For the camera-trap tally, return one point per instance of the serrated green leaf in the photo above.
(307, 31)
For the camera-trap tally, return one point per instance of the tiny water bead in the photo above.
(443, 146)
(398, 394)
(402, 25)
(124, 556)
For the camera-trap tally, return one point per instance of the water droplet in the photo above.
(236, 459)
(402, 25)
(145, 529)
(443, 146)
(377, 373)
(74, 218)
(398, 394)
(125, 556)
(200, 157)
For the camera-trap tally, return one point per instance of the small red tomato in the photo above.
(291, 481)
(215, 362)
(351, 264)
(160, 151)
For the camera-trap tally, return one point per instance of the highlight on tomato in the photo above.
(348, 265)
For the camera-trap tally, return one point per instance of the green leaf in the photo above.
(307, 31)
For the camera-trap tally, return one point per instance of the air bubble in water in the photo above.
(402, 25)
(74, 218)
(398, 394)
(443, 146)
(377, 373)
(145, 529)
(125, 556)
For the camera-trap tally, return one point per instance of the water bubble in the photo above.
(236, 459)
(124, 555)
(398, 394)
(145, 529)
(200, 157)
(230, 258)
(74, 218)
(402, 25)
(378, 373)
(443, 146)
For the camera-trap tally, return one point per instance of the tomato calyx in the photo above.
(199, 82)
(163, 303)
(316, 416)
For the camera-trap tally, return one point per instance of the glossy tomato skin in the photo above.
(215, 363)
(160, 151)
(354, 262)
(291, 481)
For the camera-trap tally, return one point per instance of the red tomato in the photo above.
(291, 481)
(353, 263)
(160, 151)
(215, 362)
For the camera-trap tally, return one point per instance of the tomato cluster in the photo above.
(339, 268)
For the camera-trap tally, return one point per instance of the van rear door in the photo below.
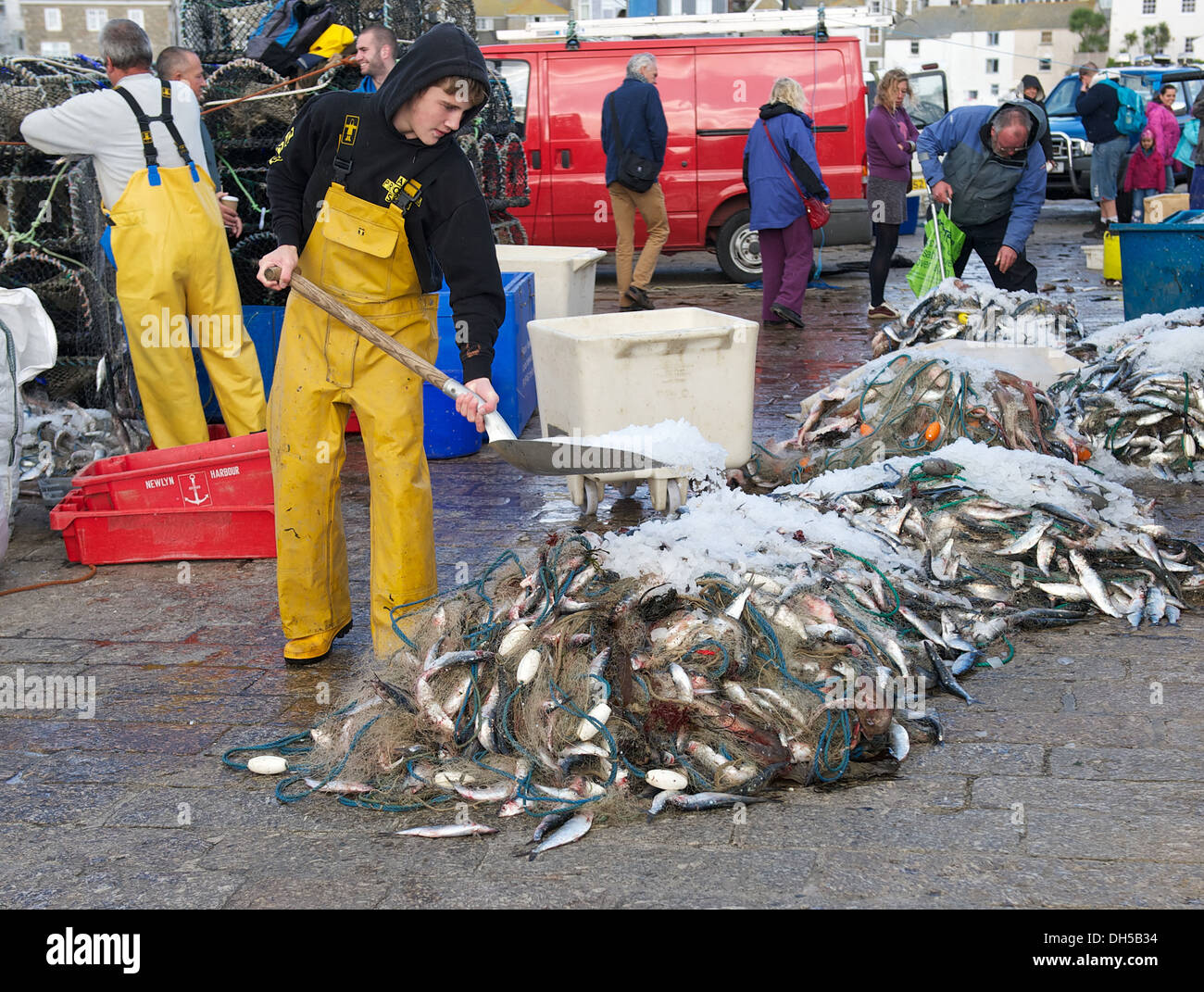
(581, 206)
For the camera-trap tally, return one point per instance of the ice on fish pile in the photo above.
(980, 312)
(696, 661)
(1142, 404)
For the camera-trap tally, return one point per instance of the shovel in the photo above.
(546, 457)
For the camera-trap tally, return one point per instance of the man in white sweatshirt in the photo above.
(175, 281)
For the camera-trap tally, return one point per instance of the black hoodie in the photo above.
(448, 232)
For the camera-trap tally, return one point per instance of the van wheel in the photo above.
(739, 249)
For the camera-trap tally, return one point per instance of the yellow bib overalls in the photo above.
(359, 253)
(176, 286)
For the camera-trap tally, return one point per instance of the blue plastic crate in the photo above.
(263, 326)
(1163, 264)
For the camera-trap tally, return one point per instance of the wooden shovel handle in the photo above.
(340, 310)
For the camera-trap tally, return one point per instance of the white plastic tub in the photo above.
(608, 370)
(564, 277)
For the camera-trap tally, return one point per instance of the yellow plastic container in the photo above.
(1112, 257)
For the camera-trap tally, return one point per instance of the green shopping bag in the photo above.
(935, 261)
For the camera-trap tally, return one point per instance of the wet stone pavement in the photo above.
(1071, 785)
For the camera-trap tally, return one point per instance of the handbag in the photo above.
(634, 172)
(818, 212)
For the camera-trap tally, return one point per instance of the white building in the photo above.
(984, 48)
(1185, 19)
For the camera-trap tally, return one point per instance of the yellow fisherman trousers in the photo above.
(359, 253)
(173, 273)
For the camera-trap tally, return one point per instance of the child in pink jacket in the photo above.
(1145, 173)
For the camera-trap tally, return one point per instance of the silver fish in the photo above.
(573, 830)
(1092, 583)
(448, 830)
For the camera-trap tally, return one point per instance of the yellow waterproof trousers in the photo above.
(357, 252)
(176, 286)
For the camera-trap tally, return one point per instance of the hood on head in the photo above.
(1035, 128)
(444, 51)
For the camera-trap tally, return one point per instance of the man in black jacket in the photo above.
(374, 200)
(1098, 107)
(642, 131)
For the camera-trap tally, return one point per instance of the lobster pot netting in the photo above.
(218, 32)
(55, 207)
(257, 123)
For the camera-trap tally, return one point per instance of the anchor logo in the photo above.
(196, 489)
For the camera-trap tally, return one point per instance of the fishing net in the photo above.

□ □ □

DIRECTIONS :: Leave out the pictures and retype the rest of the entries exactly.

ANSWER TO THE EXERCISE ::
For the camera-trap tally, return one point per instance of the serrated green leaf in the photo above.
(307, 31)
For the camera-trap tally, return one point per instance of the tiny water bead in the photo above.
(443, 146)
(398, 394)
(402, 25)
(124, 556)
For the camera-trap tally, return one point per instance of the water droplet in the photo above.
(236, 459)
(402, 25)
(145, 529)
(443, 146)
(377, 373)
(74, 218)
(398, 394)
(125, 556)
(200, 157)
For the camera-trap tally, return one point per instance of the small red tomato in the photo above.
(291, 481)
(215, 362)
(351, 264)
(160, 151)
For the camera-trap tally, return one point per instance of the highlight on tomato in the photo above.
(348, 265)
For the camera-trap tally, return one point per instance of the green leaf in the photo above.
(307, 31)
For the camera-trap tally, return one point per instance of the air bubble in water in the photo above.
(402, 25)
(74, 218)
(398, 394)
(443, 146)
(377, 373)
(145, 529)
(125, 556)
For the camera-trap tally, return one point per instance of the water bubble in the photo above.
(236, 459)
(124, 555)
(398, 394)
(145, 529)
(200, 157)
(230, 258)
(74, 218)
(402, 25)
(378, 373)
(443, 146)
For the camera-trap tally, return one point per instance of the tomato calyx in the photo above.
(199, 82)
(163, 303)
(316, 416)
For the camera-trap tally, return one point per instance of the glossy tomato skin in the photo above.
(215, 363)
(160, 151)
(354, 262)
(291, 481)
For the camera-trap tally, return one point per instance of the red tomato in the photo above.
(291, 481)
(353, 263)
(160, 151)
(215, 362)
For the camera-trap tally, return one point per instance of the tomato cluster in the photo above.
(339, 268)
For the camera-trap tally, return one point per instance of the van rear door in the photo below.
(581, 206)
For the camera-trap tally, return one point per instance of the ice on fish pile in the photo above.
(980, 312)
(696, 661)
(1142, 404)
For the camera-trap tally, return one point per instance of the shovel in the photo above.
(546, 457)
For the camera-trap tally, return one point per instance of the man in white sweatshirt in the photo above.
(175, 281)
For the camera-trap tally, return one point per instance of the black hoodie in the photo above.
(448, 232)
For the camera-trap tally, return one point per instance of the van wheel in the photo above.
(739, 249)
For the camera-trap tally, return one point per instance of the yellow bib overalls in the photo above.
(359, 253)
(176, 286)
For the camera-trap tally, return one point per instance of the blue plastic crate in the photo above.
(263, 326)
(1163, 264)
For the camera-trap tally, return one point per instance of the wooden shovel handle in the photo above.
(340, 310)
For the camera-trap tally, return one point per instance of the white plastic tub in the photo above.
(608, 370)
(564, 277)
For the camera-trap tally, return one point per instance of the yellow plastic container in the photo above.
(1112, 257)
For the camera-trap tally, return one point per instance of the green shopping bag in the photo above.
(935, 261)
For the camera-trap tally, return one point per instance of the wet stone pavement in the photo above.
(1071, 785)
For the camera-trap tally, return one point per instance of the handbag in the photo above.
(634, 172)
(818, 212)
For the camera-trap tally, return one point per instance of the white building in the photo above.
(984, 48)
(1185, 19)
For the camera-trap tally, return one point per instance of the yellow fisherman trousers in the photo above.
(359, 253)
(173, 273)
For the camera-trap tally, return one point per instance of the child in pink jacket in the photo above.
(1145, 173)
For the camera-trap tally, return one point per instance of the silver fish in the photo above.
(573, 830)
(1092, 583)
(448, 830)
For the camera-trap tally, return one point per instance of the yellow waterproof trousers in the photo above.
(357, 252)
(176, 286)
For the camera-trap tally, return one point per instance of the hood on head in the photo above.
(1035, 128)
(444, 51)
For the camera-trap tally, return one point per instance of the man in black jacket in the photo above.
(374, 200)
(1098, 107)
(642, 131)
For the camera-trap tally, return one point per instance of the lobster pot netting in the photo above.
(218, 32)
(55, 207)
(257, 123)
For the camera-trap tally, return one point per instance of the anchor logo in the photo above.
(196, 489)
For the camera-trap tally, return one point per instance of the fishing net in the photo above.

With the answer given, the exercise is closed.